**Texto selecionado**
>>>>

Tomemos por exemplo a norma Brasileira (país em desenvolvimento):

Código Penal - “Estupro de vulnerável”

Art. 217-A.  Ter conjunção carnal ou praticar outro ato libidinoso com menor de 14 (catorze) anos: 

Pena - reclusão, de 8 (oito) a 15 (quinze) anos. 

§ 1o Incorre na mesma pena quem pratica as ações descritas no caput com alguém que, por enfermidade ou deficiência mental, não tem o necessário discernimento para a prática do ato, ou que, por qualquer outra causa, não pode oferecer resistência. 

§ 2o  (VETADO) 

§ 3o  Se da conduta resulta lesão corporal de natureza grave: 

Pena - reclusão, de 10 (dez) a 20 (vinte) anos. 

§ 4o  Se da conduta resulta morte: 

Pena - reclusão, de 12 (doze) a 30 (trinta) anos.

  Estatuto da criança e do adolescente:

Art. 4º É dever da família, da comunidade, da sociedade em geral e do poder público assegurar, com absoluta prioridade, a efetivação dos direitos referentes à vida, à saúde, à alimentação, à educação, ao esporte, ao lazer, à profissionalização, à cultura, à dignidade, ao respeito, à liberdade e à convivência familiar e comunitária.

Os artigos acima têm um enfoque à vulnerabilidade no âmbito sexual da criança, que fica exposta e à mercê dos adultos. E, no caso do casamento infantil, a conjunção carnal ocorre na noite de núpcias, sem o consentimento ou entendimento da criança que, além de ser violada, é violentada e marcada física e psicologicamente. Além disto, casando, interrompem seus estudos. Direito à educação, à saúde e à dignidade, direitos elencados no ECA, no trecho acima, não são presentes nas vidas destas meninas.

Em 2013, uma menina do Iêmen de 8 (oito) anos morreu após sua noite de núpcias. Seu marido tinha 40 (quarenta) anos de idade e, segundo os médicos, ela teve hemorragia e ruptura uterina após a relação sexual. Este é somente um dos casos de casamento infantil resultantes em morte.

Observemos a nota da UNICEF:

“Quando as crianças casam, as suas perspectivas de vir a ter uma vida saudável e bem-sucedida diminuem drasticamente, desencadeando muitas vezes um ciclo intergeracional de pobreza. As meninas noivas têm menos probabilidades de terminar a sua escolaridade, mais probabilidades de vir a ser vítimas de violência e de serem infectadas com o VIH. As crianças de mães adolescentes correm um maior risco de vir a ser nados-mortos, de morrer após o parto ou de ter baixo peso à nascença. As meninas noivas muitas vezes não dispõem das competências necessárias para o mundo do emprego.”

(UNICEF – Comunicado de imprensa – ‘O número de meninas noivas em África pode mais que duplicar para 310 milhões até 2050 - UNICEF GENEBRA/NOVA IORQUE, 26 de Novembro de 2015’)

<<<<

**Extrato de dados**
>>>>

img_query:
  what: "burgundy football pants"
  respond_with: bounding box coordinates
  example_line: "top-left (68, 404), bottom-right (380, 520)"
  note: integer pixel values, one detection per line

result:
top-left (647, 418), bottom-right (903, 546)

<<<<

**Exercícios**
A: No texto sobre casamento infantil, qual é a pena prevista no Art. 217-A quando da conduta resulta morte?
B: Redigite o trecho do texto sobre casamento infantil entre "(UNICEF – Comunicado" e "Novembro de 2015’)", inclusive.
C: Reescreva de forma mais breve o parágrafo do texto sobre casamento infantil que começa com "Os artigos acima têm um enfoque", mantendo os fatos principais.
Não é preciso consultar os registros.

**Respostas por item**
A: Reclusão de 12 (doze) a 30 (trinta) anos.

B:
(UNICEF – Comunicado de imprensa – ‘O número de meninas noivas em África pode mais que duplicar para 310 milhões até 2050 - UNICEF GENEBRA/NOVA IORQUE, 26 de Novembro de 2015’)

C: Os artigos tratam da vulnerabilidade sexual da criança diante dos adultos. No casamento infantil, a conjunção carnal ocorre na noite de núpcias sem consentimento ou entendimento da criança, que é violentada e marcada física e psicologicamente. Ao casar, as meninas interrompem os estudos e ficam sem os direitos à educação, à saúde e à dignidade previstos no ECA.